[DIRECTIONS FOR THIS TASK]: Set down a true copy of the data, with all pictures left out.

[RECORD SET]:
_ _ _ _
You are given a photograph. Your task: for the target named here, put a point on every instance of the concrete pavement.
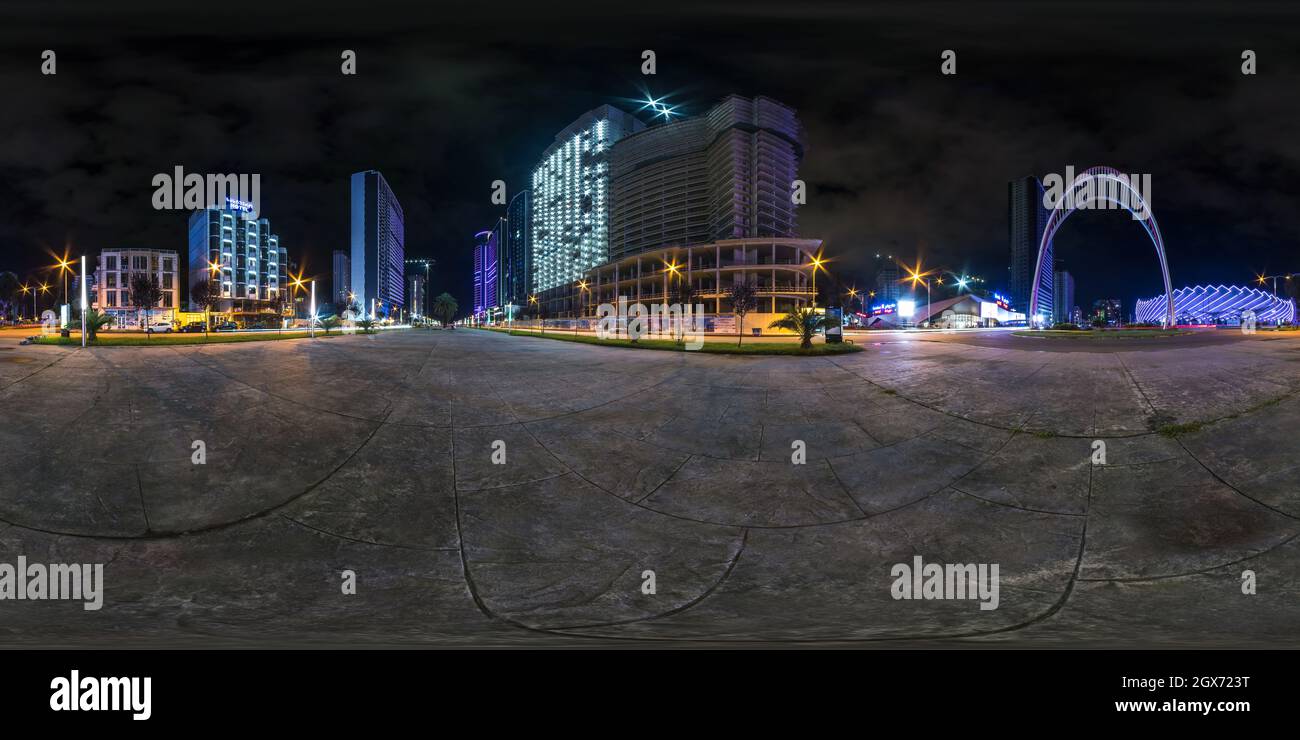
(376, 455)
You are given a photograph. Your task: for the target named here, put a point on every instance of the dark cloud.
(449, 99)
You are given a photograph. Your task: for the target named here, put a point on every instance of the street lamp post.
(83, 301)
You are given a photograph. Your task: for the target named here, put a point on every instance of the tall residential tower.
(378, 245)
(571, 198)
(1027, 217)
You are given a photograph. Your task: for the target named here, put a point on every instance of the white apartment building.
(113, 276)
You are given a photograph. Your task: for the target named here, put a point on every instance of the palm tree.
(744, 298)
(805, 323)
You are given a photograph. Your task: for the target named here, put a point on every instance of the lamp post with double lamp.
(583, 295)
(537, 310)
(915, 276)
(670, 268)
(83, 301)
(1261, 280)
(64, 268)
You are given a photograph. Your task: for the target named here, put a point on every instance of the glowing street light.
(917, 276)
(537, 310)
(817, 262)
(83, 301)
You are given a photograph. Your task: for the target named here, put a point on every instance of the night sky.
(451, 96)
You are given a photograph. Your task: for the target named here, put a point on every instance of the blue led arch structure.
(1218, 303)
(1093, 186)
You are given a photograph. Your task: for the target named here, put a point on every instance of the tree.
(146, 294)
(805, 323)
(95, 321)
(744, 298)
(445, 308)
(204, 294)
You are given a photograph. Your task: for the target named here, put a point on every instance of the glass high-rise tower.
(571, 198)
(237, 252)
(516, 255)
(1027, 217)
(485, 271)
(724, 174)
(378, 245)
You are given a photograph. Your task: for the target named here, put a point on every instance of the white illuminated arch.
(1103, 185)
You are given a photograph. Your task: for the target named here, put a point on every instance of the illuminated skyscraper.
(1062, 295)
(342, 277)
(238, 254)
(724, 174)
(571, 200)
(485, 271)
(378, 245)
(1027, 217)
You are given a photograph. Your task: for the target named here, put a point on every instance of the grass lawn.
(713, 347)
(1100, 333)
(176, 338)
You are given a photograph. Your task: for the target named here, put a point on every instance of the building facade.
(1062, 295)
(571, 199)
(239, 255)
(1027, 217)
(342, 278)
(113, 273)
(485, 273)
(378, 245)
(515, 268)
(780, 269)
(1108, 311)
(726, 174)
(888, 288)
(417, 273)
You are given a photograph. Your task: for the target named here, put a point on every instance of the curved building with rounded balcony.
(779, 268)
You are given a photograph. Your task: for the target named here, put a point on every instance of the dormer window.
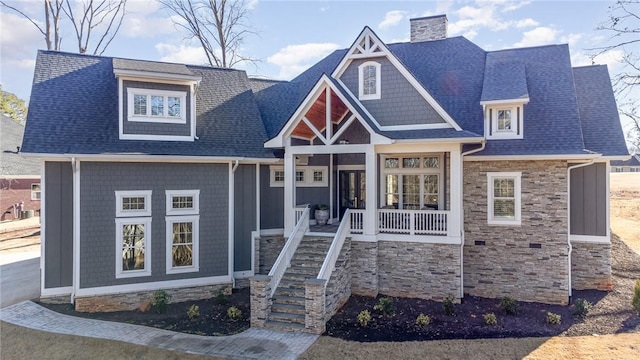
(156, 106)
(504, 121)
(369, 81)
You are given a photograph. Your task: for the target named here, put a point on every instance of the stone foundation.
(591, 266)
(528, 262)
(131, 301)
(268, 249)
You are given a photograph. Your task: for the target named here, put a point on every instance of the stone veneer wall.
(339, 286)
(508, 264)
(591, 266)
(419, 270)
(268, 249)
(131, 301)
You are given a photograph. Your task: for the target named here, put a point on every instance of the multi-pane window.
(156, 105)
(35, 192)
(369, 81)
(503, 205)
(133, 233)
(182, 230)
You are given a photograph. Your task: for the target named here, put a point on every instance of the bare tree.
(218, 25)
(52, 13)
(101, 15)
(623, 25)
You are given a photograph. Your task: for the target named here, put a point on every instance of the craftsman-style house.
(447, 170)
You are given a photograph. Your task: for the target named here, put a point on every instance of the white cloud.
(391, 18)
(294, 59)
(183, 54)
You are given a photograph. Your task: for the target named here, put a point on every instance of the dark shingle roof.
(61, 122)
(10, 162)
(600, 121)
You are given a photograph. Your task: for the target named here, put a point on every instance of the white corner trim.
(590, 239)
(170, 284)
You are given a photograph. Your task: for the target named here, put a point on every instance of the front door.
(352, 190)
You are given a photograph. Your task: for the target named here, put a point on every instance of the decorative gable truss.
(323, 117)
(369, 46)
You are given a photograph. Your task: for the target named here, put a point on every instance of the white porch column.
(454, 224)
(289, 192)
(370, 220)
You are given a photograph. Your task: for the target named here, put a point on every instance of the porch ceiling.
(317, 115)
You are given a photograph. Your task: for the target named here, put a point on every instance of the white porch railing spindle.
(284, 259)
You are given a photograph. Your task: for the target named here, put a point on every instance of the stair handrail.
(284, 259)
(336, 246)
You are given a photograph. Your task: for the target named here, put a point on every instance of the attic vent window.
(369, 81)
(160, 106)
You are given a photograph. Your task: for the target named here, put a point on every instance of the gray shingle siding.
(399, 104)
(98, 183)
(153, 128)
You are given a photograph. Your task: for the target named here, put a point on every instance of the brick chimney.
(429, 28)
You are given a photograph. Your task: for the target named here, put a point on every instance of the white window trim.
(517, 177)
(182, 119)
(146, 221)
(308, 176)
(195, 267)
(195, 210)
(34, 192)
(413, 171)
(361, 95)
(133, 193)
(517, 114)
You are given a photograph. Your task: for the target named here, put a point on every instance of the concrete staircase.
(288, 302)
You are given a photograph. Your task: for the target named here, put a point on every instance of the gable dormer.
(156, 100)
(504, 95)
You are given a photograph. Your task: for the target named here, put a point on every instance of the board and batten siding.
(400, 102)
(98, 183)
(589, 200)
(58, 221)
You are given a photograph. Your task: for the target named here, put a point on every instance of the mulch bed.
(213, 320)
(611, 313)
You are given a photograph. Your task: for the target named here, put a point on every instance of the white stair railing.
(336, 245)
(284, 259)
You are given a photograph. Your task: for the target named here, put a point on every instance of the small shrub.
(221, 299)
(234, 313)
(490, 319)
(423, 320)
(636, 297)
(581, 308)
(193, 312)
(553, 319)
(385, 306)
(160, 301)
(364, 317)
(509, 305)
(448, 306)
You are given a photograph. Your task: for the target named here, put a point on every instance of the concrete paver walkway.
(252, 344)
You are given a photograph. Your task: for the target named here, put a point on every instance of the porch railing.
(284, 259)
(413, 222)
(336, 246)
(356, 220)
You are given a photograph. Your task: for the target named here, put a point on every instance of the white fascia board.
(400, 67)
(522, 101)
(152, 158)
(149, 76)
(530, 157)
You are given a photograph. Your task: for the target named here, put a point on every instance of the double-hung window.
(504, 198)
(183, 230)
(133, 233)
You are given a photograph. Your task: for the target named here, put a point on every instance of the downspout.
(569, 216)
(232, 225)
(462, 155)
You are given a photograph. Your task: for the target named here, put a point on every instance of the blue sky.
_ _ _ _
[OUTPUT BELOW]:
You are given a photograph. Your task: for the target named here, put a point on every instance of the concrete pavement.
(376, 455)
You are given a photograph. Your task: for the target named here, put a point on every instance of the dark cloud.
(449, 99)
You are given a photograph. Your task: for the target named here, put a point on every instance of the street lamp post.
(83, 301)
You are given a photograph. Your task: for the target named here, put a point on every instance of the tall residential tower.
(378, 245)
(571, 198)
(1027, 217)
You are given a photograph. Your task: for the target named here, put a point on every instance of the white apartment building.
(113, 276)
You are given a photograph. Your task: for the target named here, put a point on every instance of the palm tree.
(744, 298)
(805, 323)
You are given a photograph. Your task: for the target named here, put a point on every instance of the lamp post with double lamp.
(583, 295)
(537, 310)
(915, 276)
(670, 268)
(83, 301)
(1261, 280)
(64, 268)
You are given a photograph. Your task: for the target named here, put a point on every instance of the glowing street light.
(917, 276)
(537, 310)
(817, 262)
(83, 301)
You are given a photograph. Your task: for the target named here, put a point on every instance of the night sky.
(451, 96)
You are given a photograph. Your task: for the target named here, put a point on every instance of the blue led arch structure.
(1218, 303)
(1093, 186)
You are given a photograph. Your task: for the target named here, put a point on every instance of the tree.
(146, 294)
(805, 323)
(95, 321)
(744, 298)
(445, 308)
(204, 294)
You are given a photograph. Your task: for the target named here, put a point on every instance of the glass high-rise tower.
(571, 198)
(237, 252)
(516, 255)
(1027, 217)
(485, 271)
(724, 174)
(378, 245)
You are given a photograph. Your task: for the target named here, put a point on every instance of the white illuminated arch.
(1103, 185)
You are given a photograph. Your task: for the target named here, put a point on every instance of the illuminated skyscraper.
(1062, 295)
(342, 277)
(238, 254)
(724, 174)
(571, 200)
(485, 271)
(378, 245)
(1027, 217)
You are given a photograph. Your task: for the target named here, put a point on every instance of the grass lawn.
(713, 347)
(1100, 333)
(176, 338)
You are given a photograph. Your task: for the target named here, put a point on every instance of the building facade.
(1062, 295)
(571, 199)
(239, 255)
(1027, 217)
(342, 278)
(113, 273)
(485, 273)
(378, 245)
(515, 268)
(780, 269)
(1108, 311)
(726, 174)
(888, 288)
(417, 273)
You are given a photograph. Your task: for the target named here, put a point on every instance of the curved building with rounded balcony.
(779, 268)
You are given a photograph. Your task: for the target named here, put a point on every instance of the dormer window.
(156, 106)
(504, 121)
(369, 81)
You are given a photograph. Your task: for the target named here, put a point on every instance of the stone foundation.
(591, 266)
(528, 262)
(131, 301)
(268, 249)
You are given a photograph. Your task: for the target named here, put a point on every instance of the stone veneer wall.
(339, 286)
(508, 264)
(591, 266)
(419, 270)
(268, 249)
(131, 301)
You are given a photograph. Your task: for the target named here, put a point on every instance of the multi-pane window.
(156, 105)
(35, 192)
(369, 81)
(503, 205)
(133, 233)
(182, 230)
You are given a photograph. Your task: for the target named here, put a point on every instance of the bare tree.
(218, 25)
(52, 13)
(101, 15)
(623, 25)
You are given a photograph. Your task: for the target named here, put a point on every instance of the craftsman-style house.
(447, 170)
You are given a photograph. Your task: for the target named here, put a point on every instance of the white cloud.
(391, 18)
(294, 59)
(183, 54)
You are given a photograph. Your task: for the target named here, put a point on every instance of the dark shingle roof.
(61, 122)
(10, 162)
(600, 121)
You are given a photograph. Your task: for the target named here, put a point on every instance of the white corner trim.
(590, 239)
(170, 284)
You are given a photograph. Your task: for the target named here, put a point on every instance of the front door.
(352, 190)
You are given a photograph. Your task: for the target named here, put a point on every instance of the decorative gable truss.
(323, 117)
(369, 46)
You are given a photograph. Your task: for the target named here, put a point on every instance of the white porch column.
(454, 224)
(289, 192)
(370, 220)
You are given a photograph. Your task: for the target named here, put a point on every instance of the porch ceiling.
(317, 115)
You are given a photograph. Your task: for the target named here, put a point on every instance of the white porch railing spindle.
(284, 259)
You are given a photograph. Your task: for the target named here, put a point on every instance of the stair handrail.
(284, 259)
(336, 246)
You are given a photograph. Your task: for the target named here, put a point on every instance of the attic vent window.
(369, 81)
(160, 106)
You are given a photograph. Your task: for the target named here, put a point on every instance of the gray shingle siding.
(399, 104)
(98, 183)
(153, 128)
You are given a photograph. Your task: for the target named here, put a point on every instance of the brick chimney.
(429, 28)
You are given a photograph. Your task: for the target named here, put a point on every instance of the white window trim.
(517, 177)
(182, 119)
(146, 221)
(308, 176)
(195, 267)
(195, 210)
(34, 192)
(413, 171)
(361, 95)
(133, 193)
(517, 114)
You are given a photograph. Your task: for the target named here, put a point on every instance of the concrete staircase.
(288, 302)
You are given a photograph. Your task: for the target named here, put a point on every instance of the gable dormer.
(156, 100)
(504, 95)
You are given a photograph. Your task: for the target named here, put a point on every instance of the board and batten siding.
(400, 102)
(98, 183)
(589, 200)
(58, 221)
You are given a photograph. Your task: for the target named here, put a point on every instance of the mulch bed.
(213, 320)
(611, 313)
You are given a photograph. Your task: for the target named here, put a point on every instance of the white stair railing.
(336, 245)
(284, 259)
You are given a photograph. Your task: for the target named here, put a point on every instance of the small shrub.
(221, 299)
(234, 313)
(490, 319)
(423, 320)
(636, 297)
(581, 308)
(193, 312)
(553, 319)
(385, 306)
(160, 301)
(364, 317)
(509, 305)
(448, 306)
You are given a photograph. Your task: for the target named here, put a point on every instance of the concrete paver walkway.
(252, 344)
You are given a photograph. Your task: for the target named here, put a point on every instance of the porch railing.
(284, 259)
(413, 222)
(336, 246)
(356, 220)
You are given a photograph. Your task: for the target named here, put a point on every instance of the white fascia board.
(400, 67)
(522, 101)
(152, 158)
(149, 76)
(530, 157)
You are given a photograph. Your task: for the target named here, put a point on every instance of the double-hung window.
(504, 198)
(183, 230)
(133, 233)
You are given a photograph. Your task: for the target named here, put a point on every instance of the downspout.
(569, 216)
(232, 225)
(462, 155)
You are given a photograph. Your task: for the target named here, put a point on every instance of the blue sky.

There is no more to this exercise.